▶ **Your task**
The line containing "frog in the photo above." and every line after it, through the last, are to be extracted exactly; no other lines belong in the answer.

▶ **Supplied material**
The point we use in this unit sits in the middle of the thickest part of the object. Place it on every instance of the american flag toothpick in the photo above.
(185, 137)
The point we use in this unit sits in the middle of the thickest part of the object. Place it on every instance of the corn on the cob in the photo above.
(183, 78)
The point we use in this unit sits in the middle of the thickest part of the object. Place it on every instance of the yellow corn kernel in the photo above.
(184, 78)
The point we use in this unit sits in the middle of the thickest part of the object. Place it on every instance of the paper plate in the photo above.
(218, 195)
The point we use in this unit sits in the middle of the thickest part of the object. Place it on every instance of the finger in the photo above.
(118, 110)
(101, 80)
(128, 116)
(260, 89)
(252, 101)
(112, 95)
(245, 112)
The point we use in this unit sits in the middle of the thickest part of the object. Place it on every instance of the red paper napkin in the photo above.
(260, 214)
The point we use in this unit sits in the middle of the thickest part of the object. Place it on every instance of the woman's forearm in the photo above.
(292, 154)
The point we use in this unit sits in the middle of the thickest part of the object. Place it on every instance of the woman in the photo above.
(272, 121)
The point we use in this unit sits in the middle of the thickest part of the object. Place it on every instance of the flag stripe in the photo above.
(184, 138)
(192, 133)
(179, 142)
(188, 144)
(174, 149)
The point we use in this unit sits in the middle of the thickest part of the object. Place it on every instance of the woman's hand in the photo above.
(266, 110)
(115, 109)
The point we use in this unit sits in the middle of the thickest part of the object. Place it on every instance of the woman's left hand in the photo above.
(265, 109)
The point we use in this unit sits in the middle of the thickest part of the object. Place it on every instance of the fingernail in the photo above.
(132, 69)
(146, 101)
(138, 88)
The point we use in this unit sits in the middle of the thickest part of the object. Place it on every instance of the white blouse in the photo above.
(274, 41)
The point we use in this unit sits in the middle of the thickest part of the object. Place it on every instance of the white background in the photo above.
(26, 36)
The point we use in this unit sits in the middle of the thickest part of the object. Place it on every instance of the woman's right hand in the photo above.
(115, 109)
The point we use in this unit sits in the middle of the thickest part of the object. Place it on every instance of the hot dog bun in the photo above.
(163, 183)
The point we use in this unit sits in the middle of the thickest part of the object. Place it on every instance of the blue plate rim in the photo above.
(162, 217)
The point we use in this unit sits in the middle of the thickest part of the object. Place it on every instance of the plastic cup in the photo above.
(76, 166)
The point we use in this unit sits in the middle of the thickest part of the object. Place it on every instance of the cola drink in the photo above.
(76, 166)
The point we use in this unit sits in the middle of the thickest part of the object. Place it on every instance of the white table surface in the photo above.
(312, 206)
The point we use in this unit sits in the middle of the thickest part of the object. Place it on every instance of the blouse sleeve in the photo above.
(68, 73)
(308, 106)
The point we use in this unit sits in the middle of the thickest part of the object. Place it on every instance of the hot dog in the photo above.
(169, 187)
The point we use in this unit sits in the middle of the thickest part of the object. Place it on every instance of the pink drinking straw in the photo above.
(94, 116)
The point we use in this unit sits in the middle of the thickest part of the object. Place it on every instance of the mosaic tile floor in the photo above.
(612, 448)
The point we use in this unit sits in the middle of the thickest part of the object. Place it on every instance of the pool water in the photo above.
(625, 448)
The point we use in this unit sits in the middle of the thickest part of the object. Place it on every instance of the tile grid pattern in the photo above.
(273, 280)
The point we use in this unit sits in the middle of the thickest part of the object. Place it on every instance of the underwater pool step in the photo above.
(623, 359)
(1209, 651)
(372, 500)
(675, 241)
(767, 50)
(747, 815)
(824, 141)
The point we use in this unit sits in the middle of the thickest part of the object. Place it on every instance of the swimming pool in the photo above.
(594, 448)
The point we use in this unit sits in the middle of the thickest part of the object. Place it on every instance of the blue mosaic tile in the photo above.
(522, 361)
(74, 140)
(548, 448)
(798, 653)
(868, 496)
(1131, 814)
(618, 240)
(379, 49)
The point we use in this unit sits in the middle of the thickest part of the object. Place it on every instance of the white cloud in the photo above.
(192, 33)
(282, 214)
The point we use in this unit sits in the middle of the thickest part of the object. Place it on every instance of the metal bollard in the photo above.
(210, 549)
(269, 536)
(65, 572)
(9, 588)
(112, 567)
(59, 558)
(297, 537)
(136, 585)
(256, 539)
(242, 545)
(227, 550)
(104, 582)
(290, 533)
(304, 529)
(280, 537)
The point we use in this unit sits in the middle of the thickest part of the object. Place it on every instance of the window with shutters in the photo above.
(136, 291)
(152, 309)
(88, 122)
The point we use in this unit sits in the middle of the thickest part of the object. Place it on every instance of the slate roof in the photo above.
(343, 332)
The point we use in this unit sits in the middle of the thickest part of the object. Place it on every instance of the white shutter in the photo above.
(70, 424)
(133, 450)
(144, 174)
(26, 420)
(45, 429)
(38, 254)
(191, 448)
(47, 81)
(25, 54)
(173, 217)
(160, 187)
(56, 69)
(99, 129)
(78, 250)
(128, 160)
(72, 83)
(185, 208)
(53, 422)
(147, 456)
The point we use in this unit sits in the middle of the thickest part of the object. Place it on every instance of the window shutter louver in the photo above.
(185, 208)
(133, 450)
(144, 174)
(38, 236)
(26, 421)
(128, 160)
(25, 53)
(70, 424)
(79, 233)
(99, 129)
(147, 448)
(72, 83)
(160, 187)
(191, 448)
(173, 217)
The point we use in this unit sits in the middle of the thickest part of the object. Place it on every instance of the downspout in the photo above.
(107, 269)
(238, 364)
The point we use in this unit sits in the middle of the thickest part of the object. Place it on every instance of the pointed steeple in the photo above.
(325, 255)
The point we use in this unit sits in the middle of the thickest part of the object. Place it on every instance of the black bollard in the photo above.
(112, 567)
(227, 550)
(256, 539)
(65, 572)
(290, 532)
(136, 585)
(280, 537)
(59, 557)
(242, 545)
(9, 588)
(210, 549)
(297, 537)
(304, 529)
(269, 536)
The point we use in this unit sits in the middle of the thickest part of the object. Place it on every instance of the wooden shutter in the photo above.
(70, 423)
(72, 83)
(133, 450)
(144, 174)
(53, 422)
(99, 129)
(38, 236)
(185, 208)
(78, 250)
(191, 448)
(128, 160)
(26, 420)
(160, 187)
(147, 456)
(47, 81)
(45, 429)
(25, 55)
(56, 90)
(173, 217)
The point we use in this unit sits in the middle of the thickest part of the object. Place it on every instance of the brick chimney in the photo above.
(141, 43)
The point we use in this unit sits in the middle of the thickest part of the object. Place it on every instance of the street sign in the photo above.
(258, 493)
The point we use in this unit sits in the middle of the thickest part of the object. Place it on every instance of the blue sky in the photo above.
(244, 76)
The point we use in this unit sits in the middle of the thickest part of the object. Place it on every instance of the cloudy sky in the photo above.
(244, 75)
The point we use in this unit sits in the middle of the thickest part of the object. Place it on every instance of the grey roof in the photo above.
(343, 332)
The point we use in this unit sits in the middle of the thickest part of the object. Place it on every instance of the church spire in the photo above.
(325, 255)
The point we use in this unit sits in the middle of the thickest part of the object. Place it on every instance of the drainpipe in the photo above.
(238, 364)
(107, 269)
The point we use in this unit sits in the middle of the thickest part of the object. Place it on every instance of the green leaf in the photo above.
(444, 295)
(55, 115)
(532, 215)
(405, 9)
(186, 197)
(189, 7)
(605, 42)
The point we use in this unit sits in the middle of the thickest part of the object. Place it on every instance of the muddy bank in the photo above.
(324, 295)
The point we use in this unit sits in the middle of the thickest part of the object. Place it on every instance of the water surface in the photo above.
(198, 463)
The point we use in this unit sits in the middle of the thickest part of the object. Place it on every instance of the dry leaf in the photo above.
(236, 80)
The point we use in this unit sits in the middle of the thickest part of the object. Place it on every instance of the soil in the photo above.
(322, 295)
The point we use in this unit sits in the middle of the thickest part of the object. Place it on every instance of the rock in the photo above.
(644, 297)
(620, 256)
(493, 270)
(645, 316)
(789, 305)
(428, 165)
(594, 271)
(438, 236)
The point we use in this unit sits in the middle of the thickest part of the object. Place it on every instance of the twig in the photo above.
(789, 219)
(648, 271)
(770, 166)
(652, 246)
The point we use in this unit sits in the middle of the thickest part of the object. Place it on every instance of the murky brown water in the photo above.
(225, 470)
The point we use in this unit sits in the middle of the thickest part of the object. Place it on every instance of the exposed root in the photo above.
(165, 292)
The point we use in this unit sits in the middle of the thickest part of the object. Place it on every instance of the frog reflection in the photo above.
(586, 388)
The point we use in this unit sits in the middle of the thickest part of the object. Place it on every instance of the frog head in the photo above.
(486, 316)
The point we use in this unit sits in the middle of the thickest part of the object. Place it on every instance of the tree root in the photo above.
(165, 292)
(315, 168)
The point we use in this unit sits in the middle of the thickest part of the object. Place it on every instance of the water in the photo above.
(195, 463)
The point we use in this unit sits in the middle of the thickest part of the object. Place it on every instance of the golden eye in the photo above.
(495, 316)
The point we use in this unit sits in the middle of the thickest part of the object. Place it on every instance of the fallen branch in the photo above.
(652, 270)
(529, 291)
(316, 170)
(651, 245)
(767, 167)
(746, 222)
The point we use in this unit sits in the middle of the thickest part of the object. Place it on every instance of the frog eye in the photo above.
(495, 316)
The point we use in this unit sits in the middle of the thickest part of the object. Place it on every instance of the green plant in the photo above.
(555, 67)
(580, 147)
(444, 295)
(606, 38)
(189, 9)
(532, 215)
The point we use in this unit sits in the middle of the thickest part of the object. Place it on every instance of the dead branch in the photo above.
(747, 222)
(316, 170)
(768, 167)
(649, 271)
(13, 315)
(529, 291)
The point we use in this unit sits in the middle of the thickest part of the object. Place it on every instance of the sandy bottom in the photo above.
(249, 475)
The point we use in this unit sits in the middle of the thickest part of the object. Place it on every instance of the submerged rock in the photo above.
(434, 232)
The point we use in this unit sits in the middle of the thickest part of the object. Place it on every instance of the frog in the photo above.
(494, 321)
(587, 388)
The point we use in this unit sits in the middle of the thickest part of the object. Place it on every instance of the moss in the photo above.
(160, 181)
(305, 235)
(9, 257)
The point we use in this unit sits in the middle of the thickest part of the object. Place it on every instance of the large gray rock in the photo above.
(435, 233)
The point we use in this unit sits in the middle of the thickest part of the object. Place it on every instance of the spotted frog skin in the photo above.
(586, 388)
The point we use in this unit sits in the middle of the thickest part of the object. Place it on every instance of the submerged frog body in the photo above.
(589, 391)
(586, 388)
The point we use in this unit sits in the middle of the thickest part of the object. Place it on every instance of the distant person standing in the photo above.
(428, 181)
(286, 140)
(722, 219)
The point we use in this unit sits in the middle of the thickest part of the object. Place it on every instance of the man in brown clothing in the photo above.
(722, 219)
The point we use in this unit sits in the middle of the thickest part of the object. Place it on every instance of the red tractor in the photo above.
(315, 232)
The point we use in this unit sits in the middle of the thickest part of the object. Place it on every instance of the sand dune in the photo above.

▶ **Worked answer**
The point we use in this unit sits in the middle of the thickest part of the object. Place it on every instance of the frog in the photo above.
(494, 321)
(587, 388)
The point we use in this unit sits in the middle of the thickest part of the object. Place it on every instance of the moss in the photo above.
(160, 181)
(305, 235)
(9, 257)
The point we use in this unit sits in the middle of the thickest part of the object. Place it on every instance of the large gray rock in the photo above.
(435, 233)
The point we use in this unit sits in the middle of the thickest part of the object. Place it on every instance of the spotted frog skin in the photo above.
(586, 388)
The point we use in this unit sits in the middle of the thickest part of the object. Place it on every instance of the submerged frog body in the photo above.
(589, 391)
(586, 388)
The point we use in this unit sits in the middle of the thickest part of the object. Place it on every instance of the distant person standing in the photo above.
(428, 181)
(286, 140)
(722, 219)
The point we use in this unit sits in the middle of the thickest part of the object. Place it on every instance of the man in brown clothing in the photo above.
(722, 219)
The point we use in this unit sits in the middle of the thickest part of the object. Place it on every instance of the red tractor in the photo above.
(315, 232)
The point we use in this unit sits in the middle of the thickest part of the object. Place it on every instance of the sand dune in the photo above.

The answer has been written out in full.